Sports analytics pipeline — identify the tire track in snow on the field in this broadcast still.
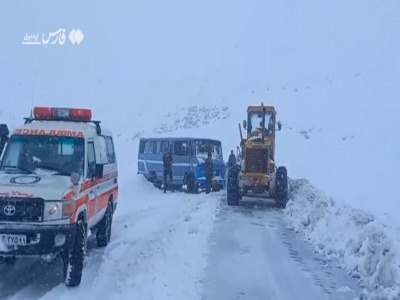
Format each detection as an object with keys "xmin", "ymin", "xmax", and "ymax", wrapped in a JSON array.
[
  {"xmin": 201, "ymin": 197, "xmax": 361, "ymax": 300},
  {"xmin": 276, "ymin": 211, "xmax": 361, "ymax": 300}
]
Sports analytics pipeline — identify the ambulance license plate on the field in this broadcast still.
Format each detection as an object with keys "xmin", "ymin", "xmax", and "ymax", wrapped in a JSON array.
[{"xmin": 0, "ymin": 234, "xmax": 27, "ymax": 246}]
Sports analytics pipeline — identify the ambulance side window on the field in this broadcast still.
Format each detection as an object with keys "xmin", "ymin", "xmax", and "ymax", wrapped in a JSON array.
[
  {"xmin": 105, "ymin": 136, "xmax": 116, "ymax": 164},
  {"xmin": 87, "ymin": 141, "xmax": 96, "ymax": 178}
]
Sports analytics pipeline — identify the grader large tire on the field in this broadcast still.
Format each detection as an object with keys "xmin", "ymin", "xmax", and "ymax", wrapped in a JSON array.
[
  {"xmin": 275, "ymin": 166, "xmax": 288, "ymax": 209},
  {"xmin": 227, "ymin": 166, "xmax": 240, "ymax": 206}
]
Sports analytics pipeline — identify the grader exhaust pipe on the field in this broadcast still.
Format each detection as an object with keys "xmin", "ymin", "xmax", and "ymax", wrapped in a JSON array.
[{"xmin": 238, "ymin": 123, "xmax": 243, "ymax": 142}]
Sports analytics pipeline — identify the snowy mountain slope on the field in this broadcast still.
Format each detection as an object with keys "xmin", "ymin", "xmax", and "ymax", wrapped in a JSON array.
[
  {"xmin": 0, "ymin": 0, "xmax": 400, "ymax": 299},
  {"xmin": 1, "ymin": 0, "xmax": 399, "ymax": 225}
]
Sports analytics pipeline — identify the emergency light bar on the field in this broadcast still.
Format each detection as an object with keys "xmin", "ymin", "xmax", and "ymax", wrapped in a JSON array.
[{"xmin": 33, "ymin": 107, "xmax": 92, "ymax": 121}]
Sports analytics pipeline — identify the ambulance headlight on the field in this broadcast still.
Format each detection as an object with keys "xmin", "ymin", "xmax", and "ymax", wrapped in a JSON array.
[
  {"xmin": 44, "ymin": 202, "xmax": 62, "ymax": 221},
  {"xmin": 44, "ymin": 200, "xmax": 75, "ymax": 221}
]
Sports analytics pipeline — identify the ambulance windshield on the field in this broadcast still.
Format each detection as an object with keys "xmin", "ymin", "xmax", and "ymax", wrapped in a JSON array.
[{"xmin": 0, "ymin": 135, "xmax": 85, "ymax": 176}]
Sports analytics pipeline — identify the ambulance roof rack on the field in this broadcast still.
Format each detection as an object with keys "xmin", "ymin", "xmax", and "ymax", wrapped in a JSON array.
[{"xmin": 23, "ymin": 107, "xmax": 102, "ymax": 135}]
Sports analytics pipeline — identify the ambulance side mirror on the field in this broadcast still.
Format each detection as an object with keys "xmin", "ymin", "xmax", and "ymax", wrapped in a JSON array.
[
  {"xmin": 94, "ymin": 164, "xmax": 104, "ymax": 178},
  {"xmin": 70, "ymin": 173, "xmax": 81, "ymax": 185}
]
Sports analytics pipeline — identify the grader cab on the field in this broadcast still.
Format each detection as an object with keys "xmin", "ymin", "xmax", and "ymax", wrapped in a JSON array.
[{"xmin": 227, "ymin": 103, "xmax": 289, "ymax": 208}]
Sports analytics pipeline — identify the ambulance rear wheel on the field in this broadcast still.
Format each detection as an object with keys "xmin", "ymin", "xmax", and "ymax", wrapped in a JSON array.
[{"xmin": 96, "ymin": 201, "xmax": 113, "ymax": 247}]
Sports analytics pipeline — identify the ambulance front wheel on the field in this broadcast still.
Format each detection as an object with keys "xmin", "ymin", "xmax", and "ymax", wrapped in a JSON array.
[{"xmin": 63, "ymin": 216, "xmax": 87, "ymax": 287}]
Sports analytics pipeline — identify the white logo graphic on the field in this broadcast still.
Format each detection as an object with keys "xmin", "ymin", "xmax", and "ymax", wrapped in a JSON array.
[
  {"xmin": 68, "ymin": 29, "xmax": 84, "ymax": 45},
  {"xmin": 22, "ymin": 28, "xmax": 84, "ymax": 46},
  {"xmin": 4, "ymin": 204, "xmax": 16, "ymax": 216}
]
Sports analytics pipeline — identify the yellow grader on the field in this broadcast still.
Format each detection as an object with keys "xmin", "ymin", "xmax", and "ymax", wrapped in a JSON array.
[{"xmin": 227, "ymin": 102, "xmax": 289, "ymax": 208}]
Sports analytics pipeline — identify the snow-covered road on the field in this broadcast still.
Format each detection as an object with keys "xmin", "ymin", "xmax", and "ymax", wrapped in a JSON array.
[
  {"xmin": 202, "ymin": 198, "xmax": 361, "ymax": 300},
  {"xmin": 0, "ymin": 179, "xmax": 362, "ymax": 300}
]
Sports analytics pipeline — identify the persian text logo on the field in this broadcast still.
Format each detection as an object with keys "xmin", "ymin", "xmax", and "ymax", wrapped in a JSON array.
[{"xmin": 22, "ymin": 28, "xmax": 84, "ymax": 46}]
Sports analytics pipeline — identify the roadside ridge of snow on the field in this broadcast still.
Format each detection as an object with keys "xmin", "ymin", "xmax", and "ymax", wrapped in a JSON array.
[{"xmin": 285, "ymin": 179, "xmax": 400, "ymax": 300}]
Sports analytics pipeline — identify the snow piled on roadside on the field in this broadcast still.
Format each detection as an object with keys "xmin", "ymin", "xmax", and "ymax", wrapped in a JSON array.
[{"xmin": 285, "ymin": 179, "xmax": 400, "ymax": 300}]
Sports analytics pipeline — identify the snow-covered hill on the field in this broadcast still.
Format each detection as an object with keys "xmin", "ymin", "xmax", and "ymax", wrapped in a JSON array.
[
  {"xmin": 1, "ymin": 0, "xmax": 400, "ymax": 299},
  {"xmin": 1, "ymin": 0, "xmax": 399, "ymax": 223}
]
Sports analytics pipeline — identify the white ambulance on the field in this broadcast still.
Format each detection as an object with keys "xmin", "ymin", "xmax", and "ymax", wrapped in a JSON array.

### Exercise prompt
Would you print, exactly as written, every line above from the one holding "Sports analytics pipeline — identify the white logo" through the one holding "Sports analytics pipeline — identify the snow-covered road", with both included and no other lines?

### Result for this exercise
Sports analytics pipeline — identify the white logo graphic on the field in this broadcast still.
Format each detection as an object with keys "xmin", "ymin", "xmax", and "ymax", wrapped in a JSON array.
[
  {"xmin": 68, "ymin": 29, "xmax": 84, "ymax": 45},
  {"xmin": 22, "ymin": 28, "xmax": 84, "ymax": 46},
  {"xmin": 4, "ymin": 204, "xmax": 16, "ymax": 216}
]
Sports analytics pipeline — identify the yellow grader on the field in this broadcast still.
Format each detection as an object with keys "xmin", "ymin", "xmax", and "ymax", wrapped in a JSON array.
[{"xmin": 227, "ymin": 102, "xmax": 289, "ymax": 208}]
Sports analytics pipeline — identify the snow-covered road on the field in this broadcast still.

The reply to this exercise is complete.